*** Text segment

# HELP:Download manager



## vineeth.gk (Jul 26, 2007)

I am using NETONE.
I want a download manager which starts all paused downloads whenever i connect to net. Is there any suchthat. if yes pls help me.


----------



## nileshgr (Jul 26, 2007)

No download manager is efficient on netone. Just google for them and you will get thousands. The best one wud be FDM. www.freedownloadmanager.org


----------



## vineeth.gk (Jul 26, 2007)

downloadmanager does not supports. i checked. I want one which starts download automatically when i connected to net, like avg which starts updating automatically when connected.


----------



## anandk (Jul 26, 2007)

getright, i know does...but not freeware.


----------



## Ecko (Jul 26, 2007)

vineeth.gk said:
			
		

> downloadmanager does not supports. i checked. I want one which starts download automatically when i connected to net, like avg which starts updating automatically when connected.




You may try GIGAGET OR FLASHGET but you have to start them to start download


----------



## nileshgr (Jul 27, 2007)

vineeth.gk said:
			
		

> downloadmanager does not supports. i checked. I want one which starts download automatically when i connected to net, like avg which starts updating automatically when connected.


Yo! You are challenging me????? I have used FDM for more than a year. You need to set the options in FDM to start auto download as connected. It can also be configured to auto-dial the connection.


----------



## vineeth.gk (Jul 28, 2007)

ok sorry unknown i will try with fdm.ok

hey unknown i didnt see any options like start auto download as connected,  auto-dial the connection. I am using free download manager 2.1 build 494


----------



## goobimama (Jul 28, 2007)

FDM is the best. Works flawlessly for me at least.


----------



## nileshgr (Jul 28, 2007)

vineeth.gk said:
			
		

> ok sorry unknown i will try with fdm.ok
> 
> hey unknown i didnt see any options like start auto download as connected,  auto-dial the connection. I am using free download manager 2.1 build 494


Hey buddy, search for that option. You will surely find it. I know its there. Also go thru the help file. Dig thru all of its options, you will find it. I don't remember now where that option used to be.  You can search yourself.


----------



## vineeth.gk (Jul 28, 2007)

UNKNOWN' u are a one year user of fdm then u dont know where the option is?


----------



## slugger (Jul 28, 2007)

ok VINEETH heres wat u cud do

go to *Options>General Settings* and enable d *Load on startup* option den go 2 *Options>Download Options* and select d *Start downloads automatically *option

c if dis works
keep us posted buddy


----------



## nileshgr (Jul 29, 2007)

vineeth.gk said:
			
		

> UNKNOWN' u are a one year user of fdm then u dont know where the option is?


Can't someone forget?   I am using linux since 3 months. How will i remember abt FDM? LOL. Don't ask such funny questions.


----------



## vineeth.gk (Jul 29, 2007)

******

**Direction 1**
Shorten the paragraph in the download manager thread that begins "Yo! You are challenging me" into a brief list that keeps its main facts.
**Direction 2**
Pick up the download manager thread from its last point and keep it going.
The material placed after the download manager thread is separate from it.

*** Provided data

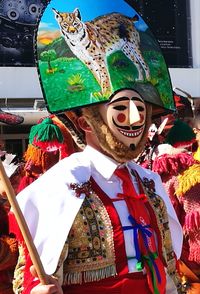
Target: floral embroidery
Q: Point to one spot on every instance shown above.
(91, 253)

******

**Expected answer 1**
- The writer has used FDM for more than a year.
- FDM's options must be set so it starts downloading automatically once connected.
- FDM can also be set to auto-dial the connection.

**Expected answer 2**
slugger said:
			
		

> ok VINEETH heres wat u cud do
> 
> go to *Options>General Settings* and enable d *Load on startup* option den go 2 *Options>Download Options* and select d *Start downloads automatically *option
> 
> ...


thanx slugger. but its not working for me. Now i'm goin to try with getright pro


----------



## Sukhdeep Singh (Jul 30, 2007)

Flashget does it.

On General Setting > Launch on Startup and AutoStart Download on Flashget startup


----------



## slugger (Jul 30, 2007)

ax3 said:
			
		

> FDM is the best .........


i agree m8, i use it 2. but it seems not 2 solve his problem

i actually thot dat wat he wanted, FDM did, bcos der ver a few time my comp hung up when runnin FDM in bg [not bcos of FDM tho], so wen i did a forced restart FDM started automatically @ logon and my dl began immediatel wen i connected 2 d internet

shud have dun d same wen der r no problem, *or duz it*


*PS:*
Hey btw ax3 u seem 2 b d oldest active member on d forum right now, ur joinin d8 precedes d earliest existin post on d forum. thin i remember ur posts wen i registered
*gr8 goin maan!!!*


----------



## vineeth.gk (Aug 1, 2007)

Finally I made it.
Getright pro is suitable for me. Its better than FDM.

Getright will not support Netone dialer . So we have 
to create another through 
 start>programs>accessories>communication>new connection wizard.
Start a dial up account. And this dial-up can configued in getright 
through tools>getright configuration>internet. And also check the option
always start automatic downloading when connected. When you connected 
downloads will starts automatically.

This will also work in FDM, but in Getright we can add a Getright Dialer Shortcut
on the desktop. And if you want more rename that shortcut to netone and change its 
icon to this (attachment). Nice???

Unfortunately Getright doesnt supports Firefox and Opera. (FDM supports Firefox).
You will have to download its plugins.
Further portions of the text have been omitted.